▶ **RICHIESTA SCRITTA 1**
Rispondi a queste domande sull'articolo:
(a) In quale mese e anno era stata concessa la cittadinanza onoraria a Poroshenko?
(b) In che giorno erano stati trafugati i quadri dal museo di Castelvecchio?
(c) Come si chiama l'ambasciatore che firma il comunicato?

La cittadinanza ritirata, caso diplomatico bollente «Siete burattini di Putin»
L’ambasciatore Perelygin accusa. Sboarina: «Rispondiamo a chi ci vota, onorificenza frettolosa»
Il «caso Poroshenko» crea tensioni internazionali. Al presidente dell’Ucraina
(nella foto) il consiglio comunale ha revocato la cittadinanza onoraria, concessa nel maggio 2016, dopo il ritorno a Verona dei quadri che erano stati trafugati dal museo di Castelvecchio il 19 novembre del 2015. E la polemica va ben al di là delle mura di Verona. Secondo l’ambasciata ucraina in Italia è «un atto provocatorio preparato ad arte dal Cremlino».
Esplode a Verona il «caso Poroshenko». Parliamo del presidente dell’Ucraina, Petro Oleksijovyc Porosenko, al quale l’altra sera il consiglio comunale ha revocato la cittadinanza onoraria, concessa nel maggio 2016, dopo il ritorno a Verona dei quadri che erano stati trafugati dal museo di Castelvecchio il 19 novembre del 2015. E la polemica va ben al di là delle mura di Verona.
Secondo l’ambasciata ucraina in Italia, infatti, la revoca è «un atto provocatorio preparato ad arte dal regime del Cremlino ed eseguito da forze politiche locali che si prestano ad uno sporco gioco politico». Il comunicato dell’ambasciatore Yevhen Perelygin aggiunge che «qualsiasi lettore del testo della delibera può trarre le giuste conclusioni leggendo frasi continuamente utilizzate dalla propaganda russa, in particolare sulla ‘guerra civile’ (mentre è testimoniata da tutto il mondo l’aggressione militare russa contro l’Ucraina), e sulla ‘violazione dei diritti dei russi in Ucraina’ (mentre le organizzazioni internazionali confermano distruzioni di libertà civili nella Crimea annessa e nel Donbas occupato dal regime di Mosca). Purtroppo conclude l’ambasciatore - ci sono ancora alcuni politici che vogliono essere i burattini di Putin, mentre il nostro scopo rimane lo sviluppo della cooperazione con la bellissima Verona e tutto il Veneto».

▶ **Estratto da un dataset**
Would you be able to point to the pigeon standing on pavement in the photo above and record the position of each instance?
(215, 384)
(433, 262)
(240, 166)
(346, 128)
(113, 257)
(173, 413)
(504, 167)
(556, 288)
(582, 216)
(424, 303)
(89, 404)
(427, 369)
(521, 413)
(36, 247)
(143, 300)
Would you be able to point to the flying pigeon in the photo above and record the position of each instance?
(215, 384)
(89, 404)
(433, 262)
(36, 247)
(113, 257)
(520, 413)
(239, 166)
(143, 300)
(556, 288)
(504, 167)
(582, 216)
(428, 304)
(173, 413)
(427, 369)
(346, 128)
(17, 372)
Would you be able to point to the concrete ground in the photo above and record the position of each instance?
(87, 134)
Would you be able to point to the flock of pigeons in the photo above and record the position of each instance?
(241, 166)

--

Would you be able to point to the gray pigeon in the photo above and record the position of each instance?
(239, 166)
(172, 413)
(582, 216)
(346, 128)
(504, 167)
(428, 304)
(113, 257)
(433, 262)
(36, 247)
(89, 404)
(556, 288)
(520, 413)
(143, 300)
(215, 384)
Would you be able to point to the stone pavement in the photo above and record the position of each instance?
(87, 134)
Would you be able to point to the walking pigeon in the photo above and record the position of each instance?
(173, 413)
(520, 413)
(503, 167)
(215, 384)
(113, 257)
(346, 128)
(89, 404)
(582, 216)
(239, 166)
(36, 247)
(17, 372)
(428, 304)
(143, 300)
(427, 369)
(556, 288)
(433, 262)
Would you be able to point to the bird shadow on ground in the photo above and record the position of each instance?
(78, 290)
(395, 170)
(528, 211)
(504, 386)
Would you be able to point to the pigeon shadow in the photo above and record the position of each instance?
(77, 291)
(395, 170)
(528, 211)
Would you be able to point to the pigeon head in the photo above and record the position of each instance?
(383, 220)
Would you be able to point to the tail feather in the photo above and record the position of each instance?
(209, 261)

▶ **RICHIESTA SCRITTA 2**
Conta le righe qui sopra che contengono la parola "shadow". Scrivi soltanto il numero.

▶ **RISULTATO 1**
(a) Nel maggio 2016.
(b) Il 19 novembre 2015.
(c) Yevhen Perelygin.

▶ **RISULTATO 2**
2